TASKS:
1. Using the article on Gulf of Mexico drilling leases, answer these questions:
(a) How many acres of the gulf's seabed were offered in the auction?
(b) How many days after the UN climate talks in Scotland did the sale take place?
(c) To which court did government lawyers write, and in what month?
2. Repeat the part of the article on Gulf of Mexico drilling leases between "The enormous sale, which" and "to the gulf.", inclusive, swapping "lease sale" for "auction".

DOCUMENT EXCERPT:
--- Start ---

The Biden administration admitted that a court decision did not compel it to lease vast tracts of the Gulf of Mexico for oil and gas drilling, shortly before claiming it was legally obliged to do so when announcing the sell-off, the Guardian can reveal.

Last month, the US government held the largest-ever auction of oil and gas drilling leases in the Gulf of Mexico’s history, offering up more than 80 million acres of the gulf’s seabed for fossil fuel extraction.

The enormous sale, which took place just four days after crucial UN climate talks in Scotland, represented a spectacular about-turn from Joe Biden’s previous promise to halt offshore drilling and was denounced by outraged environmental groups as a “huge carbon bomb.”

The president’s administration insisted it was obliged to hold the lease sale due to a court ruling in favor of a dozen states that sued to lift a blanket pause placed on new drilling permits by Biden. But a memo filed by the US Department of Justice before the lease sale acknowledges that this judgement does not force the government to auction off drilling rights to the gulf.

“While the order enjoins and restrains (the department of) interior from implementing the pause, it does not compel interior to take the actions specified by plaintiffs, let alone on the urgent timeline specified in plaintiffs’ contempt motion,” wrote government lawyers to the federal court in Louisiana in August.

--- End ---

DATA SEGMENT:
--- Start ---

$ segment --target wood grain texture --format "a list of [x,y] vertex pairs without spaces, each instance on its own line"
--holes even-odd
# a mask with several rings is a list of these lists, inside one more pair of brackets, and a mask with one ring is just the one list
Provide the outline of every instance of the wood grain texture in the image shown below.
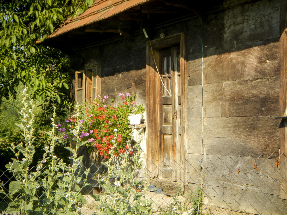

--- End ---

SOLUTIONS TO THE PROBLEMS:
1.
(a) More than 80 million acres.
(b) Four days.
(c) The federal court in Louisiana, in August.

2.
The enormous sale, which took place just four days after crucial UN climate talks in Scotland, represented a spectacular about-turn from Joe Biden’s previous promise to halt offshore drilling and was denounced by outraged environmental groups as a “huge carbon bomb.”

The president’s administration insisted it was obliged to hold the auction due to a court ruling in favor of a dozen states that sued to lift a blanket pause placed on new drilling permits by Biden. But a memo filed by the US Department of Justice before the auction acknowledges that this judgement does not force the government to auction off drilling rights to the gulf.